TASK TO COMPLETE
Give back every line of the data exactly. Pictures are not part of the copy.

—————

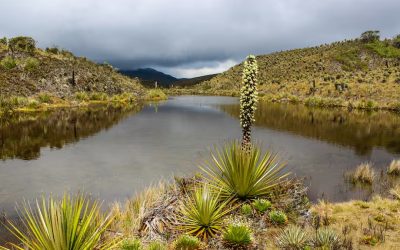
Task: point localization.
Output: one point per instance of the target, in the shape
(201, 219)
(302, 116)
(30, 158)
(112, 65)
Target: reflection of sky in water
(170, 139)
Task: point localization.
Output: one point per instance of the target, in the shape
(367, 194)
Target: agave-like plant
(202, 212)
(243, 173)
(72, 223)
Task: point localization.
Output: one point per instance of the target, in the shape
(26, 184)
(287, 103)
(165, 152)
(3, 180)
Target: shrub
(364, 173)
(246, 209)
(131, 244)
(71, 223)
(81, 96)
(22, 43)
(277, 217)
(157, 246)
(237, 235)
(293, 237)
(155, 95)
(201, 213)
(8, 62)
(326, 238)
(243, 174)
(394, 168)
(98, 96)
(186, 242)
(262, 205)
(45, 98)
(31, 64)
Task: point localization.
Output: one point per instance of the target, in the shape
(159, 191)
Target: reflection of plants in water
(356, 129)
(23, 134)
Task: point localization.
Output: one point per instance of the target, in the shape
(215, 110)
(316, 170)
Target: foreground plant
(71, 223)
(201, 213)
(237, 235)
(248, 98)
(239, 173)
(293, 237)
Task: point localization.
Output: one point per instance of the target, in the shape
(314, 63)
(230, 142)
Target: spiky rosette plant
(248, 98)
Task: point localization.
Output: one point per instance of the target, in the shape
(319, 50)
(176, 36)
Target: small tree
(370, 36)
(22, 43)
(248, 98)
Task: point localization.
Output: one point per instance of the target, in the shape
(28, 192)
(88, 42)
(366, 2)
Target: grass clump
(71, 223)
(237, 235)
(246, 210)
(327, 238)
(8, 62)
(131, 244)
(241, 173)
(293, 237)
(186, 242)
(155, 95)
(278, 217)
(201, 213)
(262, 205)
(394, 168)
(364, 174)
(157, 245)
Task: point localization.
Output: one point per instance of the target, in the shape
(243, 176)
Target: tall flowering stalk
(248, 98)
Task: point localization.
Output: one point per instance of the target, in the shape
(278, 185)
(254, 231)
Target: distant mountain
(149, 76)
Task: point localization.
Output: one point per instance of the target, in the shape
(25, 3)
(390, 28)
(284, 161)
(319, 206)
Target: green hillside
(26, 71)
(355, 73)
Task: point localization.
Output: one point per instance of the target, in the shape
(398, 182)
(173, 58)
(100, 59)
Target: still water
(113, 152)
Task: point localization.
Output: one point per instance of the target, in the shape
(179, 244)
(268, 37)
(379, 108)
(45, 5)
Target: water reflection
(360, 130)
(22, 135)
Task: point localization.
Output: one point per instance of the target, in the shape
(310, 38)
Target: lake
(113, 152)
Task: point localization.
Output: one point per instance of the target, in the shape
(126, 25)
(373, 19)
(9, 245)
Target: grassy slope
(370, 71)
(53, 74)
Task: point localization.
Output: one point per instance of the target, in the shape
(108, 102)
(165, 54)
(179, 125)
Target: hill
(352, 73)
(27, 71)
(149, 76)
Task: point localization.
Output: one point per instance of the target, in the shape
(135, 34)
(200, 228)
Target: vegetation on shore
(242, 199)
(361, 73)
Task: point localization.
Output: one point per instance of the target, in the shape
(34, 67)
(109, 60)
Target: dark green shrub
(237, 235)
(187, 242)
(22, 43)
(8, 62)
(262, 205)
(131, 244)
(277, 217)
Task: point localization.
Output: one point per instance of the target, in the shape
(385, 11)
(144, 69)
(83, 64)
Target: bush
(131, 244)
(8, 62)
(277, 217)
(293, 237)
(247, 210)
(237, 235)
(31, 64)
(394, 168)
(71, 223)
(262, 205)
(186, 242)
(201, 213)
(81, 96)
(157, 246)
(364, 173)
(22, 43)
(243, 174)
(326, 238)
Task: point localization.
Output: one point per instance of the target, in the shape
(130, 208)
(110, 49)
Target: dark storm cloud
(178, 35)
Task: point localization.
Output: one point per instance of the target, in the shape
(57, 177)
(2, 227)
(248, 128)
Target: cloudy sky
(188, 38)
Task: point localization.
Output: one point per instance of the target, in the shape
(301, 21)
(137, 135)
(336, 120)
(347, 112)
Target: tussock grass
(364, 173)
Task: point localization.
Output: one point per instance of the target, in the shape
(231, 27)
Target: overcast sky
(188, 38)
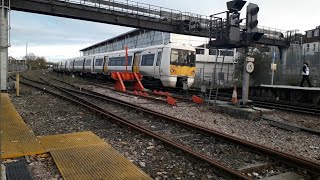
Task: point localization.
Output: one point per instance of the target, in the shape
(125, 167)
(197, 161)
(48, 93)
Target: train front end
(181, 65)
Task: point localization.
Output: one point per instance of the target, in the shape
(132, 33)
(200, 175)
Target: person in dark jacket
(305, 74)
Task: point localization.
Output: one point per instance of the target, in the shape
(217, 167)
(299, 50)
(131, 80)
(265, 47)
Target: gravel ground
(47, 115)
(307, 121)
(299, 143)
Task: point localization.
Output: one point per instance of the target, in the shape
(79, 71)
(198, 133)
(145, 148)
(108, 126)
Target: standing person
(305, 74)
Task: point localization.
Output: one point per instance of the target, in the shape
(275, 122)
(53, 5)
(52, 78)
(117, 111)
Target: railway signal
(252, 22)
(235, 5)
(234, 19)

—————

REPLY TO THE TASK
Task: point localization.
Output: one point per instance of the target, in the shape
(201, 219)
(302, 116)
(30, 158)
(112, 65)
Target: reflection of sky in water
(170, 139)
Task: point localization.
Output: one point per instance of the target, in the shape
(367, 194)
Target: agave-like plant
(202, 212)
(243, 173)
(72, 223)
Task: point localization.
Output: one point per instance of the target, in the shape
(26, 184)
(287, 103)
(165, 152)
(3, 180)
Target: shrub
(364, 173)
(246, 209)
(131, 244)
(71, 223)
(81, 96)
(22, 43)
(277, 217)
(157, 246)
(237, 235)
(293, 237)
(155, 95)
(201, 213)
(8, 62)
(326, 238)
(243, 174)
(394, 168)
(98, 96)
(186, 242)
(262, 205)
(45, 98)
(31, 64)
Task: point localization.
Output: one point per instance of the target, in the shape
(159, 191)
Target: reflection of plants in water
(356, 129)
(23, 134)
Task: point localization.
Output: one point per instance of the target, in the shape
(215, 110)
(316, 170)
Target: foreground plant
(71, 223)
(201, 213)
(237, 235)
(248, 98)
(239, 173)
(293, 237)
Task: point localization.
Output: one point per instance of the target, in the shape
(314, 63)
(230, 142)
Target: spiky rosette plant
(248, 98)
Task: point localization.
Output: one point per instance of the target, in the shape
(319, 50)
(176, 36)
Target: small tree
(370, 36)
(22, 43)
(248, 98)
Task: point localization.
Output: one point per instance of the target, in the shape
(28, 192)
(88, 42)
(366, 2)
Target: grass clump
(71, 223)
(237, 235)
(246, 210)
(327, 238)
(8, 62)
(131, 244)
(241, 173)
(293, 237)
(186, 242)
(155, 95)
(278, 217)
(201, 213)
(262, 205)
(394, 168)
(364, 174)
(157, 245)
Task: point localization.
Output: one point per instance of the target, in the shape
(243, 176)
Target: tall flowering stalk
(248, 98)
Task: point localization.
Output: one point per instance of the target, in the shape
(278, 185)
(254, 231)
Target: distant mountain
(149, 76)
Task: point localization.
Output: one point per instance of the target, in the shape
(25, 3)
(390, 28)
(284, 161)
(319, 206)
Target: green hillside
(26, 71)
(355, 73)
Task: point localization.
Output: one point per instance of the target, in the shape
(398, 182)
(173, 58)
(100, 59)
Target: still water
(113, 152)
Task: point localization.
Output: one point per instance of the target, in the shape
(179, 244)
(268, 37)
(379, 108)
(45, 5)
Target: water reflection
(360, 130)
(22, 135)
Task: point localization.
Output: one point per instance of the target, in the shape
(310, 38)
Target: lake
(113, 152)
Task: point localization.
Output: one point per instance of the target, in the shape
(126, 25)
(373, 19)
(9, 245)
Target: grassy slope
(370, 71)
(53, 74)
Task: point localization.
Output: one point per instance of the target, in the shape
(108, 102)
(165, 54)
(179, 125)
Target: hill
(352, 73)
(27, 71)
(149, 76)
Task: point localization.
Output: one point per instance of the target, in the shape
(135, 34)
(200, 228)
Target: vegetation on shore
(242, 199)
(361, 73)
Task: point localization.
Output: one point per instance of the target, in the shape
(34, 67)
(109, 60)
Target: dark green shrub
(237, 235)
(187, 242)
(22, 43)
(8, 62)
(262, 205)
(131, 244)
(277, 217)
Task: point localization.
Output: one point per instance of the target, in the shape
(385, 11)
(144, 69)
(83, 64)
Target: bush
(131, 244)
(8, 62)
(277, 217)
(293, 237)
(247, 210)
(237, 235)
(31, 64)
(394, 168)
(71, 223)
(262, 205)
(186, 242)
(201, 213)
(81, 96)
(157, 246)
(364, 173)
(22, 43)
(243, 174)
(326, 238)
Task: point localization.
Output: one point per instance of the target, in the shape
(130, 208)
(110, 49)
Target: dark storm cloud
(178, 35)
Task: point localization.
Output: one point per instance of the target, in the shape
(57, 177)
(2, 227)
(248, 128)
Target: cloudy sky
(188, 38)
Task: point localization.
Output: one point per instance of the target, in the shape
(301, 21)
(137, 135)
(336, 120)
(347, 112)
Target: tussock grass
(364, 173)
Task: point localization.
Output: one point per instance of the target, in the shape
(231, 27)
Target: overcast sky
(188, 38)
Task: point localization.
Output: one point per instance of the target, in the shape
(125, 167)
(197, 161)
(48, 93)
Target: train front end
(181, 65)
Task: point localization.
Output: one point per instance of the target, in the shape
(132, 33)
(200, 175)
Target: person in dark jacket
(305, 74)
Task: point localization.
Output: one point per instance of the target, in the shape
(217, 167)
(299, 50)
(131, 80)
(265, 47)
Target: gravel ground
(47, 115)
(307, 121)
(299, 143)
Task: point localization.
Output: one point per instance of the target, in the shape
(79, 71)
(198, 133)
(145, 148)
(108, 126)
Target: standing person
(305, 74)
Task: point localization.
Output: one point per instance of the target, in the shape
(275, 122)
(53, 5)
(52, 78)
(117, 111)
Target: railway signal
(252, 22)
(235, 5)
(234, 19)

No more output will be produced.